(EXTRACTED DATA begins)

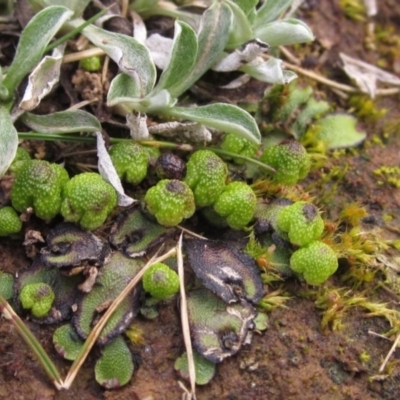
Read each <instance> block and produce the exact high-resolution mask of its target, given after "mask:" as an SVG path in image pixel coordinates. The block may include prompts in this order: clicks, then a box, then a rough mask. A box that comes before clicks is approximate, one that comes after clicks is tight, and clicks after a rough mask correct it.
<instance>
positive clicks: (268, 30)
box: [254, 19, 314, 47]
mask: <svg viewBox="0 0 400 400" xmlns="http://www.w3.org/2000/svg"><path fill="white" fill-rule="evenodd" d="M254 34H255V37H257V38H258V39H260V40H262V41H263V42H265V43H268V44H269V45H270V46H271V47H276V46H288V45H291V44H295V43H304V42H309V41H311V40H314V35H313V33H312V32H311V30H310V28H309V27H308V26H307V25H306V24H305V23H304V22H302V21H299V20H298V19H285V20H279V21H273V22H270V23H268V24H265V25H262V26H259V27H257V28H256V29H255V33H254Z"/></svg>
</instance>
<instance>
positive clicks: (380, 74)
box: [339, 53, 400, 98]
mask: <svg viewBox="0 0 400 400" xmlns="http://www.w3.org/2000/svg"><path fill="white" fill-rule="evenodd" d="M339 55H340V58H341V59H342V61H343V69H344V72H346V74H347V75H348V76H349V77H350V78H351V79H353V80H354V81H355V83H356V84H357V86H358V87H359V88H360V89H361V91H363V92H364V93H368V94H369V95H370V96H371V97H372V98H374V97H375V94H376V90H377V86H378V82H382V83H387V84H390V85H395V86H399V85H400V78H399V77H397V76H396V75H394V74H391V73H389V72H387V71H385V70H383V69H381V68H378V67H376V66H375V65H372V64H368V63H366V62H364V61H361V60H358V59H356V58H353V57H350V56H348V55H346V54H344V53H340V54H339Z"/></svg>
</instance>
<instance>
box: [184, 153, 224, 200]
mask: <svg viewBox="0 0 400 400" xmlns="http://www.w3.org/2000/svg"><path fill="white" fill-rule="evenodd" d="M227 177H228V168H227V166H226V164H225V163H224V161H222V159H221V158H220V157H218V156H217V155H216V154H215V153H213V152H212V151H210V150H198V151H196V152H194V153H193V154H192V155H191V156H190V158H189V161H188V162H187V172H186V176H185V183H187V185H188V186H189V187H190V188H191V189H192V191H193V194H194V198H195V202H196V205H197V206H198V207H206V206H211V205H213V204H214V203H215V202H216V200H217V199H218V196H219V195H220V194H221V192H222V191H223V190H224V187H225V184H226V179H227Z"/></svg>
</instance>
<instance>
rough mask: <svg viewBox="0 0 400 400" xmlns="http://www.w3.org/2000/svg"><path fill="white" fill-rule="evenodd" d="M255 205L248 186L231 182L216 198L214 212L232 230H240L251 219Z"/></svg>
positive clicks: (242, 182)
mask: <svg viewBox="0 0 400 400" xmlns="http://www.w3.org/2000/svg"><path fill="white" fill-rule="evenodd" d="M256 204H257V199H256V195H255V194H254V192H253V190H252V188H251V187H250V186H249V185H247V184H246V183H244V182H231V183H230V184H229V185H227V186H226V187H225V188H224V190H223V191H222V193H221V194H220V195H219V196H218V198H217V200H216V202H215V204H214V210H215V211H216V212H217V214H218V215H220V216H221V217H224V218H225V219H226V222H227V223H228V225H229V226H230V227H231V228H232V229H242V228H244V227H245V226H246V225H247V224H248V223H249V222H250V221H251V220H252V219H253V216H254V211H255V208H256Z"/></svg>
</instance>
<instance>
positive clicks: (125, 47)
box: [74, 20, 157, 97]
mask: <svg viewBox="0 0 400 400" xmlns="http://www.w3.org/2000/svg"><path fill="white" fill-rule="evenodd" d="M76 21H77V22H75V21H74V25H79V24H81V23H82V21H81V20H79V21H78V20H76ZM82 33H83V34H84V35H85V36H86V37H87V38H88V39H89V40H90V41H91V42H92V43H93V44H94V45H95V46H97V47H99V48H100V49H102V50H103V51H104V52H105V53H106V54H107V55H108V56H109V57H110V58H111V59H112V60H114V61H115V62H116V63H117V64H118V67H119V68H120V70H121V71H122V72H124V73H125V74H127V75H129V76H130V77H132V78H133V79H134V80H135V81H136V86H137V87H138V88H139V93H140V96H141V97H144V96H145V95H146V94H148V93H150V91H151V90H152V89H153V87H154V84H155V82H156V77H157V74H156V67H155V65H154V63H153V61H152V59H151V56H150V52H149V50H148V49H147V47H146V46H145V45H144V44H142V43H140V42H138V41H137V40H136V39H134V38H132V37H129V36H126V35H122V34H118V33H113V32H108V31H105V30H104V29H100V28H97V27H95V26H93V25H89V26H87V27H86V28H85V29H84V30H83V32H82Z"/></svg>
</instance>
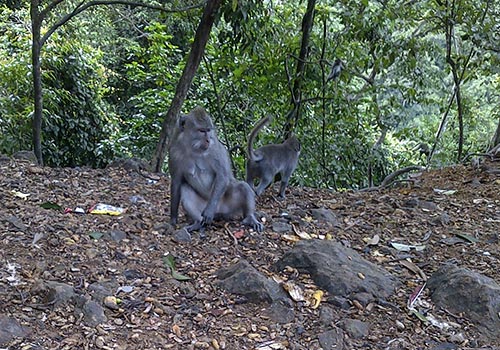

(EXTRACTED DATA ends)

## YOUR INSTRUCTIONS:
In the data above, which lines have "rough"? Report each of them.

## THE ANSWER:
Read each <instance> block and produce the exact high-resolution mask of its target, given after "mask:" as an SVG path in image pixel coordinates. The block may include prompts in this order: clicks, then a box, then a rough mask. A box that comes before clicks is approximate, one that comes after clicks is tight, and clicks after a rough mask correct it.
rough mask: <svg viewBox="0 0 400 400" xmlns="http://www.w3.org/2000/svg"><path fill="white" fill-rule="evenodd" d="M255 205L248 186L231 182L216 198L214 212L232 230H240L251 219Z"/></svg>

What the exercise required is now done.